*Directive*.
Please copy every one of the following entries word for word, keeping each line unchanged.

*Dataset excerpts*.

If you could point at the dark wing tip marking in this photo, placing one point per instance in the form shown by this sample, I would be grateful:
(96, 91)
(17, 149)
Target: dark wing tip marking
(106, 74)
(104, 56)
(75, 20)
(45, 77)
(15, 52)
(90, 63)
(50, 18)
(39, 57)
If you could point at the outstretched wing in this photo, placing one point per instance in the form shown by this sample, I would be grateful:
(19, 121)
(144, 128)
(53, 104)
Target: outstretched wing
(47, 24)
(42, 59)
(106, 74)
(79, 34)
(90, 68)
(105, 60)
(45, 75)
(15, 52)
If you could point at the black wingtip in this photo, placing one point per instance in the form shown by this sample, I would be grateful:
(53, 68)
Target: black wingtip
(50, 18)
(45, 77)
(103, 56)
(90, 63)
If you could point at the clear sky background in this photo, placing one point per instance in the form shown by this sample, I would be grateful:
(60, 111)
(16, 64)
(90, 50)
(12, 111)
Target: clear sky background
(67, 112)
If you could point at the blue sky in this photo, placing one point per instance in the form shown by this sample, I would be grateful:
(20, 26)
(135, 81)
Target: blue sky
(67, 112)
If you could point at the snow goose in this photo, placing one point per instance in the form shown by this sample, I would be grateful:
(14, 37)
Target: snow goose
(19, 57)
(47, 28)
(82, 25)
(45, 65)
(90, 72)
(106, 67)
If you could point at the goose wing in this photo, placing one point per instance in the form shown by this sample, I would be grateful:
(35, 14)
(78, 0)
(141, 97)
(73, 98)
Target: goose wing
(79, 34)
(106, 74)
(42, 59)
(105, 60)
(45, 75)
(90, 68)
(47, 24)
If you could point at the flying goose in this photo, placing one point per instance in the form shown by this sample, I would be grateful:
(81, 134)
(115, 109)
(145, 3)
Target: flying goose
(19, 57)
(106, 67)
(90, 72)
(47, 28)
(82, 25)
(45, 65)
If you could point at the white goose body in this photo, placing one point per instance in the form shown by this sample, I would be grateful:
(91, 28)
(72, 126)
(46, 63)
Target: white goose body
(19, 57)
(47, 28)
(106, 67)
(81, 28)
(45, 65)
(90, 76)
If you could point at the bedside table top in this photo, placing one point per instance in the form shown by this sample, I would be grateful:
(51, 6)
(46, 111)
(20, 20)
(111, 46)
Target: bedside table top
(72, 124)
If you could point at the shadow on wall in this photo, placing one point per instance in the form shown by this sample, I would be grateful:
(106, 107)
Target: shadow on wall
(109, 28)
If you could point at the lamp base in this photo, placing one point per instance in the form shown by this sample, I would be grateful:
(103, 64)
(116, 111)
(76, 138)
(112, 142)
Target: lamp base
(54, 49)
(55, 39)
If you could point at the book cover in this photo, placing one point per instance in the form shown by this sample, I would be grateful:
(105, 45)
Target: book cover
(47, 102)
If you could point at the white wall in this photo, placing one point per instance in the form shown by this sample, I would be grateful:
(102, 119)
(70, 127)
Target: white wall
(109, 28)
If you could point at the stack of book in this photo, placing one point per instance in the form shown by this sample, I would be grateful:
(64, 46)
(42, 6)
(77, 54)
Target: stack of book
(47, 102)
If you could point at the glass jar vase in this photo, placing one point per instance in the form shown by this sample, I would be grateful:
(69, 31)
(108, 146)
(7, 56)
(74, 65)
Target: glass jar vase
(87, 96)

*Exercise solution*.
If you could point at the dark wing tip marking in this photo, placing one point per instance in the form shown by this sample, I would be grateful:
(96, 91)
(17, 149)
Target: dark wing tip marking
(106, 74)
(104, 56)
(75, 20)
(45, 77)
(15, 52)
(90, 63)
(50, 18)
(39, 57)
If you could point at the outstretched wing in this photo, placing one point per instance in the form shown by this sample, I would be grateful:
(19, 121)
(144, 128)
(53, 104)
Target: outstretched wing
(47, 24)
(42, 59)
(106, 74)
(79, 34)
(90, 68)
(105, 60)
(45, 75)
(15, 52)
If you could point at the black wingtip in this photo, placing one point per instance in the form shown by this sample, I would be grateful:
(53, 68)
Target: black wingtip
(50, 18)
(45, 77)
(103, 56)
(90, 63)
If you could point at the clear sky background in this photo, placing one point per instance in the form shown by this sample, I would be grateful:
(60, 111)
(16, 64)
(90, 50)
(12, 111)
Target: clear sky background
(67, 112)
If you could point at the blue sky in this photo, placing one point per instance in the form shown by this sample, I would be grateful:
(20, 26)
(135, 81)
Target: blue sky
(67, 112)
If you could point at the snow goose in this photo, placing one point per instance in the form shown by this sample, I would be grateful:
(14, 37)
Target: snow goose
(19, 57)
(47, 28)
(82, 25)
(45, 65)
(90, 72)
(106, 67)
If you could point at the goose wing in this photo, placing one point per instance in the form shown by this sample, I would be grateful:
(35, 14)
(78, 0)
(141, 97)
(73, 98)
Target: goose wing
(79, 34)
(106, 74)
(42, 59)
(105, 60)
(45, 75)
(90, 68)
(47, 24)
If you could point at the flying goose in this photo, placing one point per instance in the form shown by this sample, I would be grateful:
(81, 134)
(115, 109)
(145, 3)
Target: flying goose
(19, 57)
(106, 67)
(90, 72)
(47, 28)
(82, 25)
(45, 65)
If you could point at the white goose body in this photo, placing one point per instance in the form shown by this sample, I would be grateful:
(91, 28)
(72, 126)
(46, 63)
Target: white goose body
(19, 57)
(47, 28)
(106, 67)
(81, 28)
(45, 65)
(90, 76)
If you could point at the bedside table top in this photo, placing one point per instance in the form shown by this sample, I would be grateful:
(51, 6)
(46, 111)
(20, 20)
(111, 46)
Target: bedside table top
(72, 124)
If you could point at the shadow on wall in this photo, placing one point per instance in the form shown by this sample, I would be grateful:
(106, 107)
Target: shadow on wall
(109, 28)
If you could point at the lamp base in this photo, placing one point per instance in the form shown by this sample, I would be grateful:
(103, 64)
(116, 111)
(76, 138)
(112, 142)
Target: lamp base
(54, 49)
(55, 39)
If you could point at the book cover in this photo, placing one point per instance in the form shown by this sample, I would be grateful:
(105, 45)
Target: book cover
(47, 102)
If you could point at the white wall in this photo, placing one point per instance in the form shown by this sample, I would be grateful:
(102, 119)
(70, 127)
Target: white wall
(109, 28)
If you could point at the stack of book in this photo, placing one point per instance in the form shown by this sample, I would be grateful:
(64, 46)
(42, 6)
(77, 54)
Target: stack of book
(47, 102)
If you could point at the glass jar vase in this photo, placing one point per instance in the form shown by this sample, I would be grateful:
(69, 31)
(108, 146)
(7, 56)
(74, 65)
Target: glass jar vase
(87, 96)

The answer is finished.